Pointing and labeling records
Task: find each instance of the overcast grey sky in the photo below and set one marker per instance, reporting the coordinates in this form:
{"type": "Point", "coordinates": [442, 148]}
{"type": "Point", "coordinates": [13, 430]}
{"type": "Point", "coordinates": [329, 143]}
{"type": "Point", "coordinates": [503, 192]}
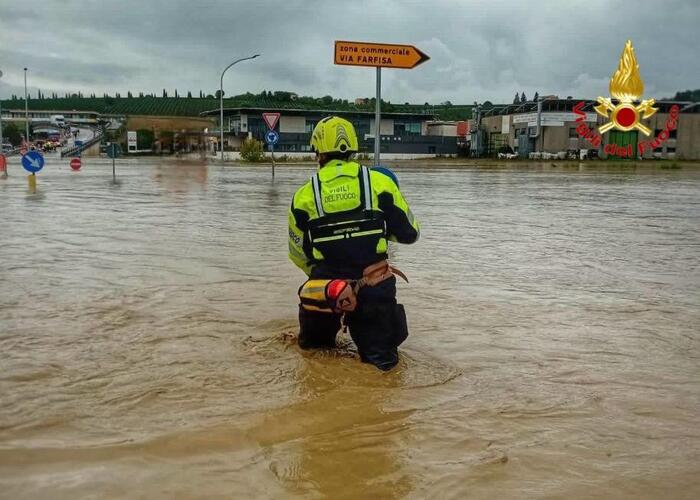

* What you are asked to do *
Could you rewrite all the records above with "marker" swapped for "pin" and nothing else changed? Leave the pictures out.

* Output for this exercise *
Task: find each instance of the overcast grey sky in the photo below and set one pin per instance, reporting the coordinates in this form:
{"type": "Point", "coordinates": [442, 148]}
{"type": "Point", "coordinates": [13, 430]}
{"type": "Point", "coordinates": [329, 143]}
{"type": "Point", "coordinates": [503, 192]}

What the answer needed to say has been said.